_About this exercise_
The output must reproduce each line of the data word for word.

### Excerpted records ###

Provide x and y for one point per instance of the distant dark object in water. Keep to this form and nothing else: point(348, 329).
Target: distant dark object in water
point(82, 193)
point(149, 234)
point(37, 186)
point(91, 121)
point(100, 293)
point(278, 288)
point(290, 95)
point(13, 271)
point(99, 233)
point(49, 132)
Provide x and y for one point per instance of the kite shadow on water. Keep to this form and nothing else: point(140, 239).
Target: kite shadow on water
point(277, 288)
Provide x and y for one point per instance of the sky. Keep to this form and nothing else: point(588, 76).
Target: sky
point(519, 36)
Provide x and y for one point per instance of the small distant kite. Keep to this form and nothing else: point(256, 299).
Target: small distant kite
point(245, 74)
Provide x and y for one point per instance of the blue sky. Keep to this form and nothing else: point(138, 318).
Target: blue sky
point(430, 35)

###

_Result of the exercise_
Provide x and y for one point per instance of the distant dark object in water. Keep to this form and nothing else: point(348, 329).
Target: distant dark object in water
point(82, 193)
point(149, 234)
point(37, 186)
point(91, 121)
point(100, 293)
point(278, 288)
point(290, 95)
point(13, 271)
point(99, 233)
point(49, 132)
Provide x and y for one point per instance of the kite shadow on water. Keep to this form and nothing else: point(140, 239).
Target: kite shadow on water
point(277, 288)
Provide x and y for one point per instance of the sky. Keep to this form and nothing else: point(588, 76).
Target: sky
point(519, 36)
Provide x and y for one point per instance of the small distant kite. Keep to this form and nothing else: point(256, 299).
Target: small distant kite
point(245, 74)
Provide x and y for one point per instance of the blue sky. Keep to this form and nothing else: point(138, 318).
Target: blue sky
point(430, 35)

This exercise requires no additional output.